- **Reading passage**
They think, in other words, that the case may have been fixed. Now, the more than 50% of the public that now approves of same- sex marriage may not get upset about the fact that the case seems to have been fixed, because they like the decision. But the appearance of an unfair process harms–grievously, I think—the public’s perception of the legal system, and that is what matters—and matters more than the fat of gay marriage. The legacy of this case, future appeals aside, is that a measure voted on and approved by California voters was overturned by a judge who had an apparent personal interest in the subject matter of the case, an appearance of a conflict which he intentionally failed to disclose until a full year after his decision, and the legal elite and academics brushed all of this aside as unimportant because they want same-sex marriage on the books.
“By any means necessary.” The ends justify the means. That’s a hell of a way for a democracy that supposedly was built on the rule of law and due process to render social change.

- **Problems to solve**
1. Answer these from the passage on the same-sex marriage ruling:
(a) What share of the public approves of same-sex marriage?
(b) How long after his decision did the judge disclose the apparent conflict?
(c) What quoted phrase opens the second paragraph?
2. List every group of people named in the passage on the same-sex marriage ruling.

- **Given material**
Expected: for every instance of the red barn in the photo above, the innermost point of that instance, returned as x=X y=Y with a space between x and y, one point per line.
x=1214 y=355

- **Answers**
1.
(a) More than 50%
(b) A full year
(c) "By any means necessary."

2.
- The public
- California voters
- The legal elite
- Academics